**Text provided**
__________
Lesson M09.L04: Steady-State Capital and Output

Module: Savings, Capital Formation, and Economic Growth Level: intro Duration: 30 minutes Learning Objective: Compare steady-state capital and output levels across different saving rates using the Solow model. Data as of: 2024 Provenance: OpenStax Macro 3e | MIT OCW 14.02 | RBA Education

Explanation

In the Solow model, steady-state capital per worker (k*) is the unique level of capital at which investment exactly offsets depreciation. Finding k* — and understanding what changes it — is the central task of this lesson.

The steady-state formula (for a Cobb-Douglas production function y = Ak^α) is:

sf(k*) = δk* → k* = (sA/δ)^(1/(1−α))

Key variables: - s (saving rate): higher saving → higher k* - A (total factor productivity, TFP): better technology → higher k* - δ (depreciation rate): faster wear → lower k* - α (capital share in output, typically ~0.35 for Australia)

Marginal products at steady state:

MPK = α(Y/K) = α(y/k) — diminishing as k rises
MPL = (1−α)(Y/L) = (1−α)y — rises as productivity improves

At k*, the marginal product of capital equals the depreciation rate (in the basic model without population growth). This is a zero-profit condition for capital investment.

Comparing steady states: If country A has saving rate s_A = 0.20 and country B has s_B = 0.30, with otherwise identical technologies, country B will have a higher k* and higher y*. However, both settle at zero per-capita growth in the long run. Only TFP growth (A rising over time) generates permanent increases in living standards.

Australia's saving rate of roughly 22–23% of GNI (2020s) is moderate by OECD standards. Countries like South Korea and China (saving rates > 30%) have reached higher steady-state capital levels faster.

Worked Example

Two economies — Australia (A) and a high-saver (H) — same technology, different saving rates.

Both have: - Production function: y = k^0.35 (i.e., α = 0.35, A = 1) - Depreciation: δ = 0.05

Economy A: s = 0.22 | Economy H: s = 0.35

Step 1 — Steady-state condition:

s × (k*)^0.35 = 0.05 × k* k* = (s/δ)^(1/(1−0.35)) = (s/0.05)^(1/0.65)

Step 2 — Solve for k*_A (s = 0.22):

(s/δ) = 0.22/0.05 = 4.40 k*_A = 4.40^(1/0.65) = 4.40^1.538

Calculate: ln(4.40) = 1.4816; × 1.538 = 2.279; e^2.279 = 9.77

k*_A ≈ 9.77 units per worker y*_A = (9.77)^0.35; ln(9.77) = 2.279; × 0.35 = 0.798; e^0.798 ≈ 2.22 units per worker

Step 3 — Solve for k*_H (s = 0.35):

(s/δ) = 0.35/0.05 = 7.00 k*_H = 7.00^(1/0.65) = 7.00^1.538

ln(7.00) = 1.9459; × 1.538 = 2.994; e^2.994 = 19.96

k*_H ≈ 19.96 units per worker y*_H = (19.96)^0.35; ln(19.96) = 2.994; × 0.35 = 1.048; e^1.048 ≈ 2.85 units per worker

Step 4 — Calculate MPK at each steady state:

MPK_A = α × (y*/k*) = 0.35 × (2.22/9.77) = 0.35 × 0.227 = 0.0795 MPK_H = 0.35 × (2.85/19.96) = 0.35 × 0.143 = 0.0500

MPK is lower in the high-saving economy — more capital means diminishing returns have set in further.
__________
**Input data**
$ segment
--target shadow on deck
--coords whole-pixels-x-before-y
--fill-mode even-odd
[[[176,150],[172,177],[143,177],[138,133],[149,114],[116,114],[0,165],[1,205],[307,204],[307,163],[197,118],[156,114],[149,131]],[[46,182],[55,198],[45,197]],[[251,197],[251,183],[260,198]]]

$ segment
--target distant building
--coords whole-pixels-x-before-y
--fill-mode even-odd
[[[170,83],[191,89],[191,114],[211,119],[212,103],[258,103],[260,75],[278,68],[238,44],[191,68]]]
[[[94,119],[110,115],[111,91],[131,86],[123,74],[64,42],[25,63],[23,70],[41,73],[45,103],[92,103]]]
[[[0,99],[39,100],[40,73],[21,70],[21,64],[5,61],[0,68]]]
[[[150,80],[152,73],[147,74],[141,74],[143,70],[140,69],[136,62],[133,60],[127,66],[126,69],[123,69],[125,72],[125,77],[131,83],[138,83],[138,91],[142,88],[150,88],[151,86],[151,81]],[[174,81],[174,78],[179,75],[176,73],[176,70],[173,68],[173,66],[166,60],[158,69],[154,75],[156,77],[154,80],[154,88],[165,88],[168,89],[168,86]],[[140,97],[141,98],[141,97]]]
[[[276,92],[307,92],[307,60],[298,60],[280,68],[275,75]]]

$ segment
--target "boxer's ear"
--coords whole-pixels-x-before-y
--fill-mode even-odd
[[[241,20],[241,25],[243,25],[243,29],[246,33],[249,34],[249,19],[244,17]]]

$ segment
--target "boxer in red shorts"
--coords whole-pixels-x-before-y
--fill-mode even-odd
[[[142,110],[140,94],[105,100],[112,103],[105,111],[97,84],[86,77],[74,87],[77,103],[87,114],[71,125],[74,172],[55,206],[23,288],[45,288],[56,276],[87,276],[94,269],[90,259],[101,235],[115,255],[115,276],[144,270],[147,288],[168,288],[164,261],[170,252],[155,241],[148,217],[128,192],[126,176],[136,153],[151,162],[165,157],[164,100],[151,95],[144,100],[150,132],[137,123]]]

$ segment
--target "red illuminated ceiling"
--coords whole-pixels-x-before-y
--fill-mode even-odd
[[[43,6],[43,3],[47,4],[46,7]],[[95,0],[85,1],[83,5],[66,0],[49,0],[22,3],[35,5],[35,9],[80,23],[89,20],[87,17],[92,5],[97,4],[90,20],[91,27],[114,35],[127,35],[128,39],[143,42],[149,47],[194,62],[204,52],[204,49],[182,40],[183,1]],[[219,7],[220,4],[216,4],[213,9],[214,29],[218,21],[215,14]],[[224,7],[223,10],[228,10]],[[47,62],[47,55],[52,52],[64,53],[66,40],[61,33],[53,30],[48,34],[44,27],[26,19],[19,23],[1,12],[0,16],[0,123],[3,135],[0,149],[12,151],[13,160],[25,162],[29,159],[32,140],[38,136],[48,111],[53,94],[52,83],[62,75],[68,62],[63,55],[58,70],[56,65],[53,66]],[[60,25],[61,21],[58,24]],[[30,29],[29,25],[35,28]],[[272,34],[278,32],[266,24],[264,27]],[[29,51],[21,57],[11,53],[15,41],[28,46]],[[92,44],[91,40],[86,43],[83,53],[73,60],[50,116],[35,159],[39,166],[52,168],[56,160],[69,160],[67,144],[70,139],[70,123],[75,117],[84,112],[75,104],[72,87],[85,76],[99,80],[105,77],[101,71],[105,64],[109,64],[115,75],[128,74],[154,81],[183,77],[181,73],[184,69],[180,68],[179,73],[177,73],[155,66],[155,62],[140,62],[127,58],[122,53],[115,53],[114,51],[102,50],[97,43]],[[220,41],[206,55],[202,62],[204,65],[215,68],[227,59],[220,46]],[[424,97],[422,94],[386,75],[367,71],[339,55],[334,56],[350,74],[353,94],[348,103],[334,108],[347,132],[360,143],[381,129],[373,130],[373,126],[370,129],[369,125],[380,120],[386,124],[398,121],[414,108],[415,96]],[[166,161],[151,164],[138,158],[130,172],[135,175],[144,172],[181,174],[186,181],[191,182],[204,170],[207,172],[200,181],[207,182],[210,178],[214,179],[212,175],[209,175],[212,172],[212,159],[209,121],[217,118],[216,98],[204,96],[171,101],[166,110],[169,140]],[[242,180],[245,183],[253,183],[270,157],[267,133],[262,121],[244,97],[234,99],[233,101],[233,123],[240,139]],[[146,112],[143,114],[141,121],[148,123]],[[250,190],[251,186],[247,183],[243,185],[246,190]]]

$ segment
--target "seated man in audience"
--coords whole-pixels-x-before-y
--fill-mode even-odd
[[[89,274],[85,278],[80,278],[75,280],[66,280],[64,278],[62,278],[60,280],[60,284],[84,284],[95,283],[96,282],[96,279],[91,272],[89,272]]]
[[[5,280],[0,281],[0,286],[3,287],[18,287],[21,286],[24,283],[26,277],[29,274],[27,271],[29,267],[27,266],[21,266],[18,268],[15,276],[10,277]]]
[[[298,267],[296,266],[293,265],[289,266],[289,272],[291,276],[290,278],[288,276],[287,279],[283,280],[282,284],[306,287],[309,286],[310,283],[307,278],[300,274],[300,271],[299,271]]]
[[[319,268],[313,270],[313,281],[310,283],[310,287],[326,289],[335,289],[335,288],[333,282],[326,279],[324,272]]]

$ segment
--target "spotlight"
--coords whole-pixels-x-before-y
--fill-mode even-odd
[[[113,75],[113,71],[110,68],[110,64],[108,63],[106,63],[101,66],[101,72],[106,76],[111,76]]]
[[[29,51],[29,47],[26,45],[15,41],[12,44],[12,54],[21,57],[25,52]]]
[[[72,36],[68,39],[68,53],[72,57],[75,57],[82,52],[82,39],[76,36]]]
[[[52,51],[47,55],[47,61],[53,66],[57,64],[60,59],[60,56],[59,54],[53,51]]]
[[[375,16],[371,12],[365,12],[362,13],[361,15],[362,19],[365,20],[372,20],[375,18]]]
__________
**Given task A**
Does each statement agree with the Solow model lesson? Answer yes or no for each, quoting the deciding words from the lesson. (i) In the worked example, MPK is lower in the high-saving economy. (ii) A higher saving rate leads to permanent growth in per-capita output. (iii) A faster depreciation rate raises steady-state capital per worker.
**Given task B**
How many lines of the rows contain the string "target"? Case counts. Give only the number.

**Right answer A**
(i) Yes: "MPK is lower in the high-saving economy"
(ii) No: "both settle at zero per-capita growth in the long run"
(iii) No: "faster wear → lower k*"

**Right answer B**
7